▶ [Page extract]
-------------------------

Living By The Law Promotes Sin (Problem 8 of 8)

"But sin, seizing an opportunity through the commandment (i.e. law), produced in me all kinds of covetousness."   The Apostle Paul, 55 A.D.
            When we live by the Law we actually makes things worse!  The Law inescapably promotes sin in several ways when it is not properly taught and when it is lifted up as a means and source of power to live out our Christian life.  There are 7 examples below. 
            The first is that the Law makes demands upon mankind that mankind cannot simply accomplish (Romans 3:10-12).  As a result C.F.W. Walther states, “this causes man to regard God as cruel in demanding what man cannot accomplish.[1]
            The second, according to Walther, is that when the Law is presented it “rouses our desire and a rebellious thought like this in us: ‘What? Is this to be denied of us?’  The fall of Adam proves this:  The devil had quickly turned him to his side when he said: ‘Has God really said that you shall not eat of every tree in the garden?’  That brought the fall of our first parents.  For without the Law sin was dead.[2](See Genesis 3:1-ff; Romans 7:7-ff)
            The third is that when the Law is not properly taught it leads to pride and deception.  When the Law is taught as a command to change the sinful heart, an action that it cannot do, it actually deceives us to think that we are capable of changing our own heart by the Law and thus we have works righteousness and pride. (See Mark 10:17-22)
            The fourth is that Living by the Law produces Hypocrisy.  Because the Law can only curb and regulate external actions to a certain extent but cannot change the internal heart it actually promotes hypocrisy. (See Problem #2: The Law Cannot Truly Change Behavior)  Living by the Law actually produces an inconsistency between the outside actions and the true motive of the heart. (See Matthew 23:25-28)
            Fifth… when we live by the Law we end up having to water down the Law.  According to Forde, because the Law is unattainable for us as humans we, “water down the law in some way to make it less demanding.[3]We emphasize parts of the Law that we are not struggling with while we deemphasize the other parts of the Law that we are struggling with and cannot achieve.  We pick, boast and highlight the things that we are achieving in the Law while conveniently downplaying the parts that we fail in.  This is called Legalism. (See Matthew 23:23-24 & Mark 7:9)

-------------------------

▶ [Extracted entries]

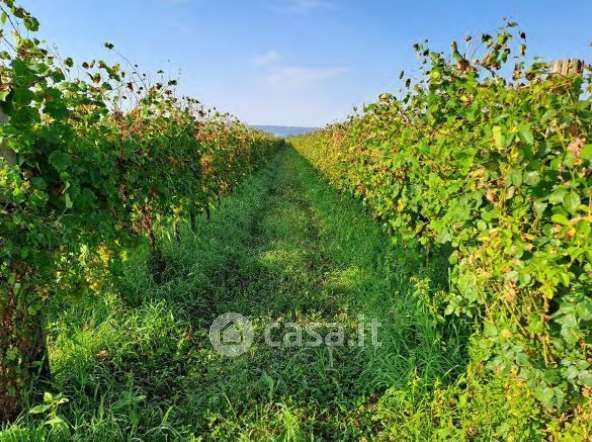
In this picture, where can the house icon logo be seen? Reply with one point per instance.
(231, 334)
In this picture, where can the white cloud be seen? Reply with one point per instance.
(297, 76)
(268, 58)
(302, 6)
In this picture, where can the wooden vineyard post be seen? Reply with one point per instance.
(568, 66)
(5, 152)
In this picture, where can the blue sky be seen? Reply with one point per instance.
(297, 62)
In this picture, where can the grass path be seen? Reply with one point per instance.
(137, 361)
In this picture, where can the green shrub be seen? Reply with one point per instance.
(500, 169)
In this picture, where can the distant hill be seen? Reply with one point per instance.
(285, 131)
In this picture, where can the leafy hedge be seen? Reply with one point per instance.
(496, 163)
(76, 172)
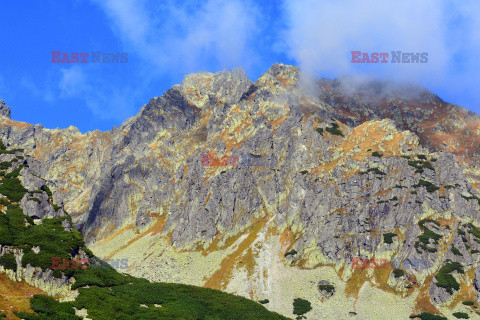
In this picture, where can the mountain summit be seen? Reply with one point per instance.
(348, 194)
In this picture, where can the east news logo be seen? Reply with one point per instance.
(96, 57)
(396, 57)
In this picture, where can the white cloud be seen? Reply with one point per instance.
(320, 36)
(106, 101)
(188, 36)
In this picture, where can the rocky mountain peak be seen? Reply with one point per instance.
(213, 89)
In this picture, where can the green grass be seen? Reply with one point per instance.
(428, 316)
(446, 280)
(455, 251)
(326, 287)
(47, 190)
(424, 238)
(430, 186)
(291, 253)
(177, 302)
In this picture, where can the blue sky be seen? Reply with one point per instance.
(168, 39)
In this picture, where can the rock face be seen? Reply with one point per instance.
(247, 187)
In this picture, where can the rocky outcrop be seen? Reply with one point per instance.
(371, 171)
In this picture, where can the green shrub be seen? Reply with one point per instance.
(388, 237)
(291, 253)
(397, 273)
(334, 129)
(8, 261)
(455, 251)
(47, 190)
(15, 173)
(474, 231)
(5, 165)
(301, 306)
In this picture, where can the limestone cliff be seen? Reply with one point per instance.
(266, 188)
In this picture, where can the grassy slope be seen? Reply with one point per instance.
(109, 295)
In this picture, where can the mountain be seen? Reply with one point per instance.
(42, 256)
(353, 195)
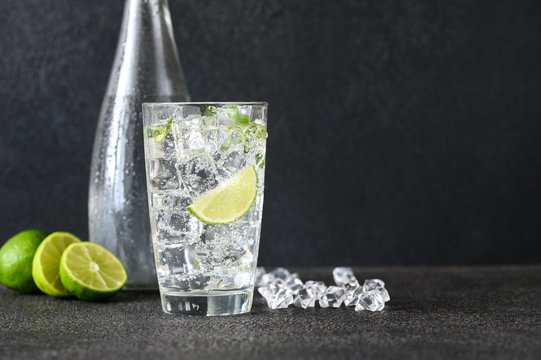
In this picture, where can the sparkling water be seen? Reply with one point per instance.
(203, 268)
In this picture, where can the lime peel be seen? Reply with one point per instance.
(45, 266)
(84, 267)
(228, 202)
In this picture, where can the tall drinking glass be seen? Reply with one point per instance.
(205, 167)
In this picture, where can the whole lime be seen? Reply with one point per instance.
(16, 260)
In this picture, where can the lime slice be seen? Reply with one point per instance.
(16, 260)
(229, 201)
(47, 261)
(91, 272)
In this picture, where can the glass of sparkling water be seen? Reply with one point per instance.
(205, 169)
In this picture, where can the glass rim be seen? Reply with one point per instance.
(211, 103)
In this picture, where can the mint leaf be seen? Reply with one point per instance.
(160, 132)
(236, 117)
(210, 111)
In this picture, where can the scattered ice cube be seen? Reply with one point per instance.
(306, 297)
(277, 296)
(370, 300)
(384, 293)
(318, 287)
(280, 273)
(333, 297)
(343, 276)
(293, 283)
(352, 294)
(371, 284)
(266, 279)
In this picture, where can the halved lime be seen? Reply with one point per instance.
(46, 263)
(90, 272)
(229, 201)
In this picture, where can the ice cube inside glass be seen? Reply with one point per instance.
(205, 168)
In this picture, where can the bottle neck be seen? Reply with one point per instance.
(147, 64)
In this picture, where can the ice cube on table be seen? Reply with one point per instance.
(306, 297)
(371, 284)
(280, 273)
(266, 279)
(371, 300)
(277, 296)
(352, 294)
(317, 286)
(343, 276)
(333, 297)
(293, 283)
(384, 293)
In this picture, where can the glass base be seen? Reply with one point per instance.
(221, 303)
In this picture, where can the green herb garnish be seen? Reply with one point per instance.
(159, 133)
(236, 117)
(210, 111)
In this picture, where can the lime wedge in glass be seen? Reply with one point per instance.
(91, 272)
(47, 260)
(228, 202)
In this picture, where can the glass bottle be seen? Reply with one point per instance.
(146, 68)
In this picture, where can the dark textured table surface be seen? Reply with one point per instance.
(434, 313)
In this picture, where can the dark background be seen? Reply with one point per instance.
(401, 132)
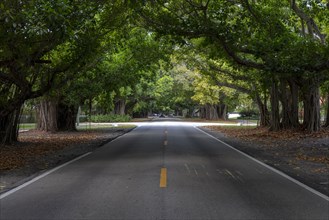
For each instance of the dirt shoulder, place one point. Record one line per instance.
(302, 156)
(37, 152)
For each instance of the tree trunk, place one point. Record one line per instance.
(264, 114)
(294, 103)
(203, 112)
(66, 117)
(311, 100)
(275, 115)
(286, 107)
(47, 115)
(211, 112)
(120, 107)
(222, 111)
(327, 119)
(9, 127)
(53, 116)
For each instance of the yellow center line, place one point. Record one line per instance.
(163, 178)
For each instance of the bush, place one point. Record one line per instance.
(110, 118)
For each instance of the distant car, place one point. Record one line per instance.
(233, 115)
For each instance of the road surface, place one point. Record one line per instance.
(164, 171)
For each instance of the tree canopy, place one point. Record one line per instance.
(136, 57)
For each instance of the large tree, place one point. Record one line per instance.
(284, 41)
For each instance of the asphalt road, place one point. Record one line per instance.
(164, 171)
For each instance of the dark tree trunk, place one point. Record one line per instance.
(286, 106)
(211, 112)
(327, 115)
(275, 115)
(66, 117)
(311, 100)
(120, 107)
(203, 112)
(9, 127)
(53, 116)
(222, 111)
(294, 103)
(263, 111)
(47, 115)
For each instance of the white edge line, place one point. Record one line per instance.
(269, 167)
(41, 176)
(53, 170)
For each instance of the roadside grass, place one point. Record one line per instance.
(230, 127)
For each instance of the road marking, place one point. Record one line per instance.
(41, 176)
(163, 178)
(269, 167)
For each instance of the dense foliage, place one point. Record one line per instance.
(187, 57)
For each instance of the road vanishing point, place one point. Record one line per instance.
(164, 170)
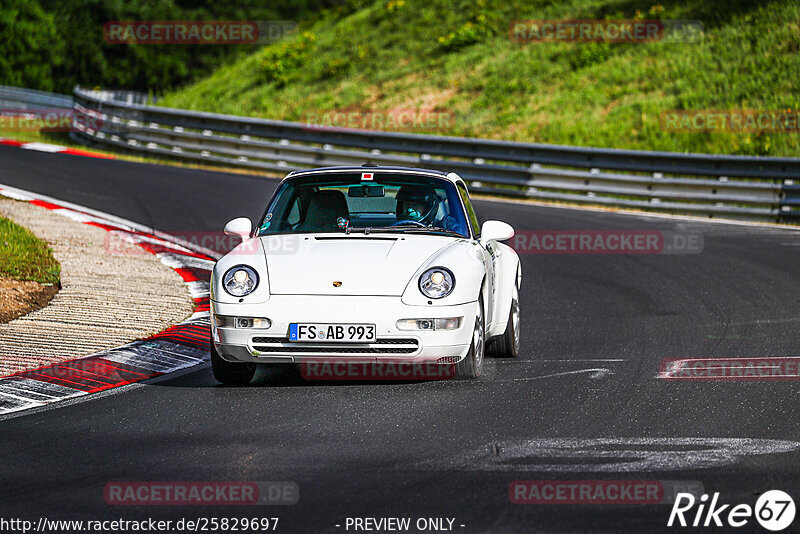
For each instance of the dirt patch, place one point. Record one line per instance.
(18, 298)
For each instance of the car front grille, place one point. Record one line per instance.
(379, 346)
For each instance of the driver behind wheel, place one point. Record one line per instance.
(417, 203)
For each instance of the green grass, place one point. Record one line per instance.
(23, 256)
(456, 57)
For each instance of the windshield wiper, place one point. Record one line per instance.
(417, 229)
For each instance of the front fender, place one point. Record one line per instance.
(509, 272)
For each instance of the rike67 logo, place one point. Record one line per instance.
(774, 511)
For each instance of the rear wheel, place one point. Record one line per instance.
(472, 365)
(232, 373)
(508, 344)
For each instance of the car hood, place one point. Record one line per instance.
(377, 264)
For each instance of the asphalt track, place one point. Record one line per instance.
(595, 328)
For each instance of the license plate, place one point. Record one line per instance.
(332, 333)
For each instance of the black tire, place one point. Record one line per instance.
(507, 345)
(472, 365)
(231, 373)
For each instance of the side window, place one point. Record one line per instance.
(294, 213)
(473, 219)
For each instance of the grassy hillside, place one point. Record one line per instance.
(456, 57)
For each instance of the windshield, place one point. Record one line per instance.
(342, 202)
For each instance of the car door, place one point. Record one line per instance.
(488, 253)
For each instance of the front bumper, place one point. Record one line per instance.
(271, 345)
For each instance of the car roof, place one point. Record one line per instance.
(451, 176)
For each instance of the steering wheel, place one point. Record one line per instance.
(407, 221)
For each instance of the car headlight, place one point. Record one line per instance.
(240, 280)
(437, 282)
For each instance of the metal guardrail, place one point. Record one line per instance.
(754, 188)
(20, 98)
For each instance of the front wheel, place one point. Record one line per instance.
(232, 373)
(472, 365)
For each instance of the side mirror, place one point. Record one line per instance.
(240, 226)
(496, 231)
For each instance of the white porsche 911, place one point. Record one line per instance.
(380, 264)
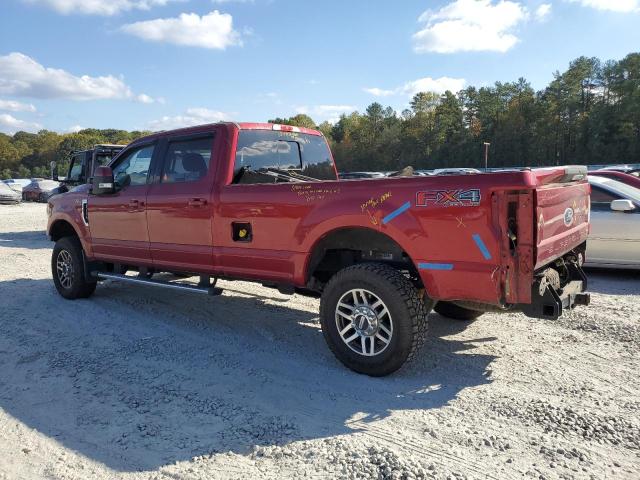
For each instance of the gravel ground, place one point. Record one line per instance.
(136, 383)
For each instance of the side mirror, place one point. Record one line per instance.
(622, 205)
(102, 183)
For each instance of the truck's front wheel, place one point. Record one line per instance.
(68, 270)
(373, 318)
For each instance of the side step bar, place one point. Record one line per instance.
(203, 287)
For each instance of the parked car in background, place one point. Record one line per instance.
(619, 176)
(614, 240)
(39, 190)
(17, 184)
(8, 195)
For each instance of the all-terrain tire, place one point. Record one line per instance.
(451, 310)
(68, 270)
(407, 308)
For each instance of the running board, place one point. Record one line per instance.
(207, 290)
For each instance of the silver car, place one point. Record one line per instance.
(8, 195)
(614, 240)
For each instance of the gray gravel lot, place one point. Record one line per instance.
(138, 383)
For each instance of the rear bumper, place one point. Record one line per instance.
(549, 302)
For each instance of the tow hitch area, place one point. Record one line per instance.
(549, 300)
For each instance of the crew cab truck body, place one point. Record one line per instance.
(262, 202)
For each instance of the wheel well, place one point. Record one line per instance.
(61, 229)
(347, 246)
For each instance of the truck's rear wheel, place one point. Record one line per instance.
(373, 318)
(68, 270)
(451, 310)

-------------------------

▶ [Apply what you read]
1. Give again the passage of the text on living by the Law from "The third is" up to and including "(See Mark 10:17-22)", word for word.
2. Write what comes next in the text on living by the Law and sin, picking up after its last sentence.
None of the lines are needed to do what follows.

▶ [Answer set]
1.
The third is that when the Law is not properly taught it leads to pride and deception.  When the Law is taught as a command to change the sinful heart, an action that it cannot do, it actually deceives us to think that we are capable of changing our own heart by the Law and thus we have works righteousness and pride. (See Mark 10:17-22)

2.
            The sixth is that Living by the Law creates two false classes of people; sinners and righteous people.  While it is true that scripture speaks of people who are lost and people who are found it is important to note the truth of Romans 3:10-12 that states, “No one is righteous, not even one.”  This world has only known of: sinners and one righteous savior, Jesus Christ.  In John 8:1-11 “Jesus, in a brilliant stroke replaces the two assumed categories ‘righteous and guilty’ with two different categories: ‘sinners who admit and sinners who deny…[4] In summary, Living by the Law produces two false categories (i.e. good people and bad people) which ultimately negates Romans 3:10-12.[5]
            Finally, when we live by the Law we nullify God’s grace and make a mockery out of the cross.  It is as if we are saying that Christ died for no purpose.  Living by the Law, according to Luther, “corrupts and diminishes the glory of God’s Grace.[6]”  (Galatians 2:21)

Note: Tomorrow we will conclude this series with the main purpose of the Law and show why the Law is Good!  

[1] C.F.W. Walther, The Proper Distinction Between Law and Gospel (Concordia Publishing, 1897), 383.
[2] Ibid, 383.
[3] Gerhard Forde, On Being a Theologian of the Cross (Eerdmans, 1997), 96.
[4] Quote Unknown to Author of this Paper
[5] Living By the Gospel produces two new categories:  Cleansed and Redeemed Sinners who admit guilt and Sinners who don’t admit guilt.
[6] Martin Luther, The Freedom of a Christian: Luther Study Edition (Fortress Press, 2008), 77.